> _Описание задания_
Пожалуйста, оформите в виде таблицы Markdown со столбцами «Номер» и «Строка» только часть списка: всё от строки, содержащей «Q: Point out the shadow», до строки, содержащей «x=292 y=122», включая обе. Пустые строки в таблицу не включайте.

> _Материал для упражнения_
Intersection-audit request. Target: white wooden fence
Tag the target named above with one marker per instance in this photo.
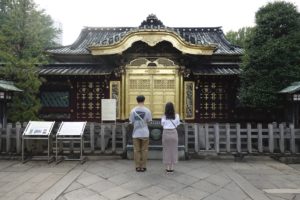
(199, 138)
(246, 139)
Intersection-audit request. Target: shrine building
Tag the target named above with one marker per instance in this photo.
(196, 68)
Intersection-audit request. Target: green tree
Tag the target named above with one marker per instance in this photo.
(272, 55)
(25, 32)
(239, 37)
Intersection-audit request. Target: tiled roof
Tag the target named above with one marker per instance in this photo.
(8, 86)
(74, 69)
(94, 69)
(294, 87)
(103, 36)
(216, 70)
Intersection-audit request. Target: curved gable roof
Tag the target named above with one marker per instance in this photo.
(91, 37)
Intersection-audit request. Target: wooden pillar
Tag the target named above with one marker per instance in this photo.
(217, 137)
(238, 138)
(249, 138)
(227, 137)
(271, 138)
(92, 136)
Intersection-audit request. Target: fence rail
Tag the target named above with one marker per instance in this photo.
(247, 139)
(111, 138)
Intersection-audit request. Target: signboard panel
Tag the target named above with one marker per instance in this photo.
(108, 109)
(38, 128)
(71, 128)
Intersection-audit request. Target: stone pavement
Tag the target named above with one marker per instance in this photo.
(257, 178)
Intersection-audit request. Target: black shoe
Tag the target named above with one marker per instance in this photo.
(143, 169)
(138, 169)
(169, 170)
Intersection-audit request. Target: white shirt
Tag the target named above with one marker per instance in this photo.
(167, 123)
(139, 116)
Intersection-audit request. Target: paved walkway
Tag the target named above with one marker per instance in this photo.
(256, 178)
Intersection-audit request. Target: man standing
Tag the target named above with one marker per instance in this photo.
(139, 116)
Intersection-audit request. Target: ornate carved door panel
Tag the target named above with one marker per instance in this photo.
(159, 84)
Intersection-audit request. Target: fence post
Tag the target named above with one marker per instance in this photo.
(124, 137)
(201, 136)
(18, 137)
(186, 137)
(292, 140)
(217, 137)
(8, 137)
(271, 138)
(102, 138)
(281, 140)
(196, 137)
(227, 127)
(92, 136)
(260, 147)
(249, 138)
(207, 145)
(238, 138)
(113, 135)
(1, 138)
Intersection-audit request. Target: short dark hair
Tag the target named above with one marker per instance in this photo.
(140, 98)
(170, 111)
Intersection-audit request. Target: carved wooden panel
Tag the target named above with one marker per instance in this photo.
(88, 100)
(213, 100)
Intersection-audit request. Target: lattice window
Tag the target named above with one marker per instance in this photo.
(189, 100)
(164, 84)
(55, 99)
(88, 97)
(213, 100)
(139, 84)
(115, 91)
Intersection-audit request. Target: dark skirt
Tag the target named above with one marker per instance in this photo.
(170, 146)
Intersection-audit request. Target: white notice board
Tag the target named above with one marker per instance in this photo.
(38, 128)
(108, 109)
(71, 128)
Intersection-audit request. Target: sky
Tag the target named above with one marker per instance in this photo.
(74, 15)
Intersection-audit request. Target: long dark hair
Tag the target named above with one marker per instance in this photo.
(170, 111)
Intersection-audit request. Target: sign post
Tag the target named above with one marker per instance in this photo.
(71, 131)
(38, 130)
(108, 110)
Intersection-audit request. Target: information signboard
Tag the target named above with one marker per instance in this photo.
(71, 128)
(38, 128)
(108, 109)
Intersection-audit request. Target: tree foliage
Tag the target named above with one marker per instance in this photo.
(272, 55)
(239, 37)
(25, 32)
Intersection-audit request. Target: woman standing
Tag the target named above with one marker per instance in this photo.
(170, 121)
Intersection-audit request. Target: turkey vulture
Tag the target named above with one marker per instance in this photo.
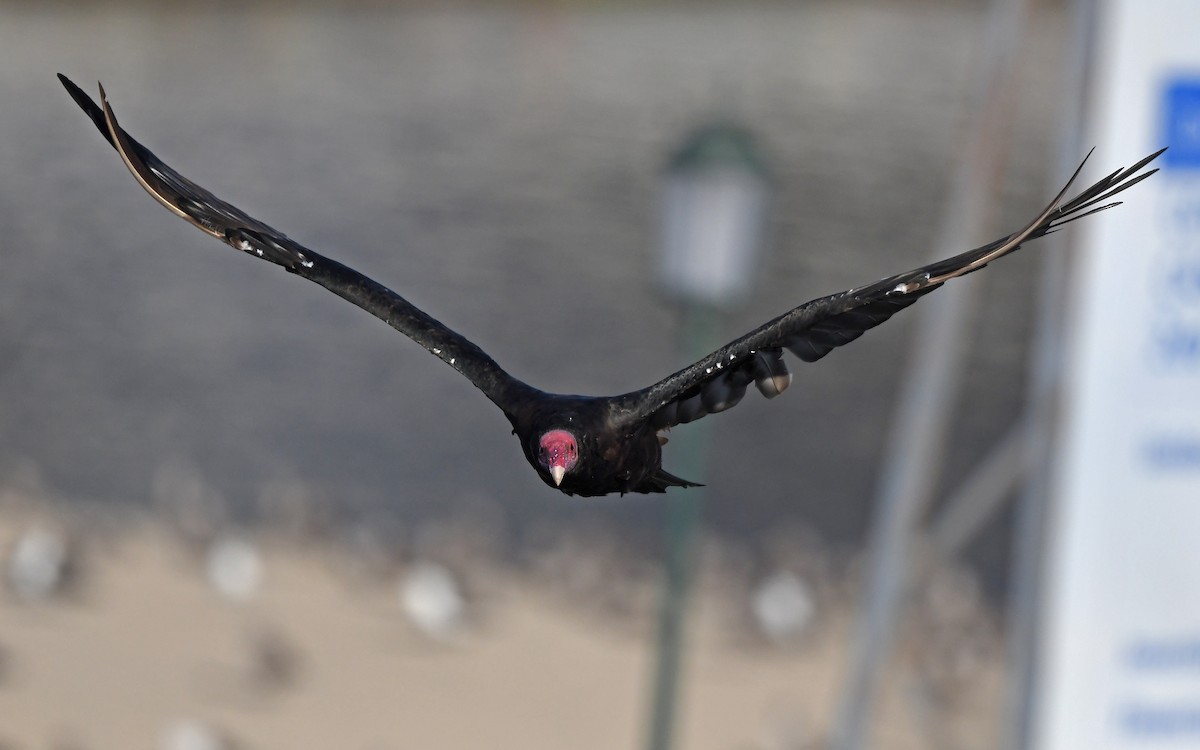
(592, 445)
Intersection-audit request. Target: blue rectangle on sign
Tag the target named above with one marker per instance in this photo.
(1181, 123)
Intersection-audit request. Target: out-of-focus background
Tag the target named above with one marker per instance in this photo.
(235, 509)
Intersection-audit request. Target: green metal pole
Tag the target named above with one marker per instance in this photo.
(689, 457)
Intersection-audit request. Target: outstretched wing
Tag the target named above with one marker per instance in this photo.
(816, 328)
(237, 228)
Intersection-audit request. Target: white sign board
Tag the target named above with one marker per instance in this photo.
(1120, 648)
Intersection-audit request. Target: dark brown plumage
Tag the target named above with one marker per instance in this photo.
(598, 445)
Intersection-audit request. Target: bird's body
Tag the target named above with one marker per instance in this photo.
(592, 445)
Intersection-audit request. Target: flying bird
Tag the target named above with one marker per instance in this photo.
(592, 445)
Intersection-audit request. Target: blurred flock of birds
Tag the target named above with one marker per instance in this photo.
(442, 595)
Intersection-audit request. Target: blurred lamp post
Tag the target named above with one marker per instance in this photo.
(714, 209)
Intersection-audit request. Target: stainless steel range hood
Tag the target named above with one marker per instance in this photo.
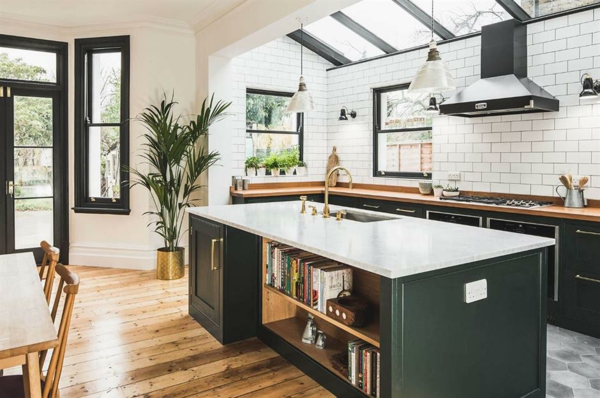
(504, 88)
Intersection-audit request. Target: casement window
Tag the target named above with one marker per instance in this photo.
(269, 127)
(402, 138)
(102, 125)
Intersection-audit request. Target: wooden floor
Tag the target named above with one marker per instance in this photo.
(131, 336)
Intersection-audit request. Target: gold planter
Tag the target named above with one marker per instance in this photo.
(170, 265)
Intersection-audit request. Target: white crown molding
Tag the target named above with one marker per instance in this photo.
(134, 22)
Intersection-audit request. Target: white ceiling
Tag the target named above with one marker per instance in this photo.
(70, 13)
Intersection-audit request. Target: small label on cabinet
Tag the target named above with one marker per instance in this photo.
(475, 291)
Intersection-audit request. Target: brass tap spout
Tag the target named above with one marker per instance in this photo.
(327, 178)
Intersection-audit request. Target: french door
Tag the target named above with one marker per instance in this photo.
(33, 155)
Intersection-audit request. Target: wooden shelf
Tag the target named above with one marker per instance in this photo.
(369, 333)
(291, 330)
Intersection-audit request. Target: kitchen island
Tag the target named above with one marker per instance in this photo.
(414, 275)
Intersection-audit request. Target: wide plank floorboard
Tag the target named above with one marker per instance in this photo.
(131, 336)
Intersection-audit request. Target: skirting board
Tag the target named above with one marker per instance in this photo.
(125, 257)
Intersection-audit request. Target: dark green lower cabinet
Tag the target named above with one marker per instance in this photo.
(222, 262)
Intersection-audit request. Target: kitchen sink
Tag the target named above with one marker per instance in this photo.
(363, 217)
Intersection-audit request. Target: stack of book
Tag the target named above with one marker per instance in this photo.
(304, 276)
(364, 362)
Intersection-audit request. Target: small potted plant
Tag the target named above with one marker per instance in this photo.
(301, 168)
(252, 164)
(273, 164)
(451, 191)
(261, 170)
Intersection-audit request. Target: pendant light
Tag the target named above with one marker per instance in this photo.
(302, 100)
(434, 76)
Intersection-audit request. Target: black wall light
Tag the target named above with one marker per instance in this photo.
(591, 88)
(344, 112)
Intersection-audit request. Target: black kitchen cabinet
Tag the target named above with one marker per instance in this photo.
(582, 277)
(222, 261)
(237, 200)
(386, 206)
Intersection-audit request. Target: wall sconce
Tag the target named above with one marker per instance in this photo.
(591, 88)
(344, 112)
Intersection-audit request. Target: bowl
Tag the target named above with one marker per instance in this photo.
(450, 194)
(425, 187)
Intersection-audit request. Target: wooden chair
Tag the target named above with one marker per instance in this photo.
(49, 262)
(12, 386)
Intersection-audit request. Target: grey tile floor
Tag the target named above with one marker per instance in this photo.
(573, 367)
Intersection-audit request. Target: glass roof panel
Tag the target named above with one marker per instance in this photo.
(390, 22)
(540, 8)
(466, 16)
(345, 41)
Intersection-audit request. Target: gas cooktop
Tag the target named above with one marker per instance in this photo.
(497, 201)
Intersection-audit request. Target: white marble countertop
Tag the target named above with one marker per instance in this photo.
(394, 248)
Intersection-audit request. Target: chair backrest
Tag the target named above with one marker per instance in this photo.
(69, 285)
(49, 262)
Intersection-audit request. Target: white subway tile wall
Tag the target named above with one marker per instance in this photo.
(520, 154)
(276, 66)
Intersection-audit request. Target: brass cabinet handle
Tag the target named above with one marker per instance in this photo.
(371, 206)
(583, 278)
(212, 253)
(405, 210)
(587, 232)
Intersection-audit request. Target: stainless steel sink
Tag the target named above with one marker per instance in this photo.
(363, 217)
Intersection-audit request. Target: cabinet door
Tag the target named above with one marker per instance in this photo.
(206, 261)
(583, 296)
(399, 208)
(583, 247)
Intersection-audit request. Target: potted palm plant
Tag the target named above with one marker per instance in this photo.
(177, 157)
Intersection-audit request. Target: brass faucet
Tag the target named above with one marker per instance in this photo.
(327, 178)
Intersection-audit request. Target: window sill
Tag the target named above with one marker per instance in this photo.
(96, 210)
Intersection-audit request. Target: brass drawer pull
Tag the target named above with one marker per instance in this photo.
(371, 206)
(583, 278)
(405, 211)
(212, 253)
(587, 232)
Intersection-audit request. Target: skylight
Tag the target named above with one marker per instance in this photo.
(371, 28)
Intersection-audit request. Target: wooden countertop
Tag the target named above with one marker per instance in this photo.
(379, 192)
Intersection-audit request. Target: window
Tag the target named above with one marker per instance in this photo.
(402, 139)
(102, 125)
(269, 127)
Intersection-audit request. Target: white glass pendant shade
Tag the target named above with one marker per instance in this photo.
(433, 76)
(302, 101)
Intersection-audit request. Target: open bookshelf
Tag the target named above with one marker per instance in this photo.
(287, 317)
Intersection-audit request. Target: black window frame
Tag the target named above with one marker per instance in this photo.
(299, 119)
(377, 131)
(83, 202)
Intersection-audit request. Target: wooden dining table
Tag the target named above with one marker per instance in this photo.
(26, 327)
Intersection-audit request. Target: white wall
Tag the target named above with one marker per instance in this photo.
(276, 66)
(520, 154)
(162, 59)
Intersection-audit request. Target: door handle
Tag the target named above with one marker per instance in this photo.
(371, 206)
(587, 232)
(405, 211)
(212, 253)
(583, 278)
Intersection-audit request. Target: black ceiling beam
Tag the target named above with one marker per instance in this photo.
(363, 32)
(515, 10)
(425, 19)
(318, 47)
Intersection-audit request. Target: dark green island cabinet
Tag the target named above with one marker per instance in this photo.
(432, 342)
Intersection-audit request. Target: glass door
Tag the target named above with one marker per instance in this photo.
(31, 213)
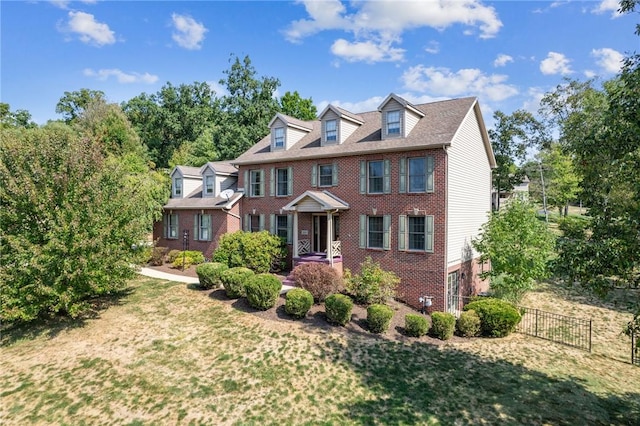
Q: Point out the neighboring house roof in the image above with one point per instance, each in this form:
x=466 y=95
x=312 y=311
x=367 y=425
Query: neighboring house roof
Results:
x=437 y=128
x=196 y=201
x=324 y=200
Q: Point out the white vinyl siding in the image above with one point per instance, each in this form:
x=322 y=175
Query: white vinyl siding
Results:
x=468 y=190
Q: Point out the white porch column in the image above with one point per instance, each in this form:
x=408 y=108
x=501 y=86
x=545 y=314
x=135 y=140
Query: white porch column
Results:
x=295 y=233
x=330 y=237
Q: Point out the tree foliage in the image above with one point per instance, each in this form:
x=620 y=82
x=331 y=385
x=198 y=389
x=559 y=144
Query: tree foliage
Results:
x=69 y=220
x=518 y=245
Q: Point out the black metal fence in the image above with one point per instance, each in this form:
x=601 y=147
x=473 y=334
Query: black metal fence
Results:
x=570 y=331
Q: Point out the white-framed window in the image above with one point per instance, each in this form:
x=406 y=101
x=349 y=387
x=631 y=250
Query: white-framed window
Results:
x=202 y=227
x=375 y=232
x=208 y=185
x=256 y=183
x=278 y=137
x=177 y=187
x=171 y=226
x=415 y=233
x=393 y=123
x=331 y=130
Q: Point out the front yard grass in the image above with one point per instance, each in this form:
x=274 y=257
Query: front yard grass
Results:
x=170 y=355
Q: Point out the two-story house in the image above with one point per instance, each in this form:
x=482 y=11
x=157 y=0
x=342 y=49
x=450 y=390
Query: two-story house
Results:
x=408 y=185
x=204 y=205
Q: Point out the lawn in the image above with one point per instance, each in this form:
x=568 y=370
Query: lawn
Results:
x=167 y=354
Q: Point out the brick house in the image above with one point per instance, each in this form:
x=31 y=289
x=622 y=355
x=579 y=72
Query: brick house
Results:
x=204 y=205
x=408 y=185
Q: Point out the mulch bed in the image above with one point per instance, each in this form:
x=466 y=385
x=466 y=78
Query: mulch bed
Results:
x=316 y=319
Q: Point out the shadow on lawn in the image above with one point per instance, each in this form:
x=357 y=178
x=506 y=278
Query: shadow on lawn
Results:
x=423 y=383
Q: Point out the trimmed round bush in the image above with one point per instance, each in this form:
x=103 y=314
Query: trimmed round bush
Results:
x=468 y=325
x=263 y=291
x=209 y=274
x=338 y=308
x=443 y=325
x=320 y=279
x=379 y=317
x=498 y=318
x=233 y=280
x=298 y=302
x=416 y=325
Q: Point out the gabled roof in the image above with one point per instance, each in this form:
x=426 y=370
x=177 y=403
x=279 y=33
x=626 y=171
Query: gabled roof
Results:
x=437 y=129
x=195 y=201
x=325 y=201
x=219 y=168
x=342 y=113
x=402 y=102
x=292 y=122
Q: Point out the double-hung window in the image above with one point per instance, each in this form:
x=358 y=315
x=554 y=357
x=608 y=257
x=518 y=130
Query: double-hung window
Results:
x=202 y=227
x=415 y=233
x=331 y=130
x=278 y=137
x=208 y=185
x=393 y=123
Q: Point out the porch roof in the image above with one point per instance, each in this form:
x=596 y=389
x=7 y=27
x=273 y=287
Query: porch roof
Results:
x=314 y=201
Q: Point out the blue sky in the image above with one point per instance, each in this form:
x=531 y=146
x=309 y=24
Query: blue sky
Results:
x=351 y=53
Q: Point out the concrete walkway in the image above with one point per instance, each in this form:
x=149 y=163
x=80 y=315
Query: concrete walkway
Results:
x=148 y=272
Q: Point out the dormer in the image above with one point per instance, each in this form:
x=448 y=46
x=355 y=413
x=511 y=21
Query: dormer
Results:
x=398 y=117
x=216 y=177
x=184 y=180
x=287 y=131
x=337 y=125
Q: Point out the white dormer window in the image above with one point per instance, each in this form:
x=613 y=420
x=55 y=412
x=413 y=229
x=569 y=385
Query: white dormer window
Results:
x=331 y=130
x=208 y=185
x=393 y=123
x=177 y=187
x=278 y=137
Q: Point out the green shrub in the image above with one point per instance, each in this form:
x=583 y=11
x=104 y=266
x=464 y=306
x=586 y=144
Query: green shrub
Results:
x=416 y=325
x=319 y=279
x=263 y=291
x=468 y=325
x=372 y=285
x=173 y=255
x=298 y=302
x=379 y=317
x=338 y=308
x=443 y=324
x=209 y=274
x=157 y=255
x=259 y=251
x=498 y=318
x=233 y=280
x=189 y=257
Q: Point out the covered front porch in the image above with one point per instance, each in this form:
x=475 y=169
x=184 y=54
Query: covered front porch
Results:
x=316 y=228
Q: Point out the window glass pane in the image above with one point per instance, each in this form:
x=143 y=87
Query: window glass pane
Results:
x=282 y=181
x=326 y=175
x=416 y=233
x=375 y=232
x=376 y=177
x=417 y=176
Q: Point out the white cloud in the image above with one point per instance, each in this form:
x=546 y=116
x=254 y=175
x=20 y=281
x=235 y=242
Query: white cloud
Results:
x=366 y=51
x=121 y=76
x=377 y=26
x=555 y=63
x=608 y=59
x=502 y=60
x=188 y=32
x=606 y=6
x=464 y=82
x=89 y=30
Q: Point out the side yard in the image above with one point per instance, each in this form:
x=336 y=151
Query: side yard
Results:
x=166 y=353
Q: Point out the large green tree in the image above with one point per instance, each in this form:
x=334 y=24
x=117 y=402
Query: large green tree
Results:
x=69 y=219
x=518 y=245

> _Результат выполнения_
| Номер | Строка |
|---|---|
| 1 | Q: Point out the shadow on lawn in the image above with one point per instance, each in this form: |
| 2 | x=357 y=178 |
| 3 | x=506 y=278 |
| 4 | Query: shadow on lawn |
| 5 | Results: |
| 6 | x=423 y=383 |
| 7 | Q: Point out the trimmed round bush in the image above with one point per instance, each in this form: |
| 8 | x=103 y=314 |
| 9 | Query: trimmed round bush |
| 10 | Results: |
| 11 | x=468 y=325 |
| 12 | x=263 y=291 |
| 13 | x=209 y=274 |
| 14 | x=338 y=308 |
| 15 | x=443 y=325 |
| 16 | x=320 y=279 |
| 17 | x=379 y=317 |
| 18 | x=498 y=318 |
| 19 | x=233 y=280 |
| 20 | x=298 y=302 |
| 21 | x=416 y=325 |
| 22 | Q: Point out the gabled roof in the image above with one point per instance, each in this form: |
| 23 | x=426 y=370 |
| 24 | x=177 y=403 |
| 25 | x=279 y=33 |
| 26 | x=626 y=171 |
| 27 | Query: gabled roof |
| 28 | Results: |
| 29 | x=437 y=129 |
| 30 | x=195 y=201 |
| 31 | x=325 y=201 |
| 32 | x=219 y=168 |
| 33 | x=342 y=113 |
| 34 | x=402 y=102 |
| 35 | x=292 y=122 |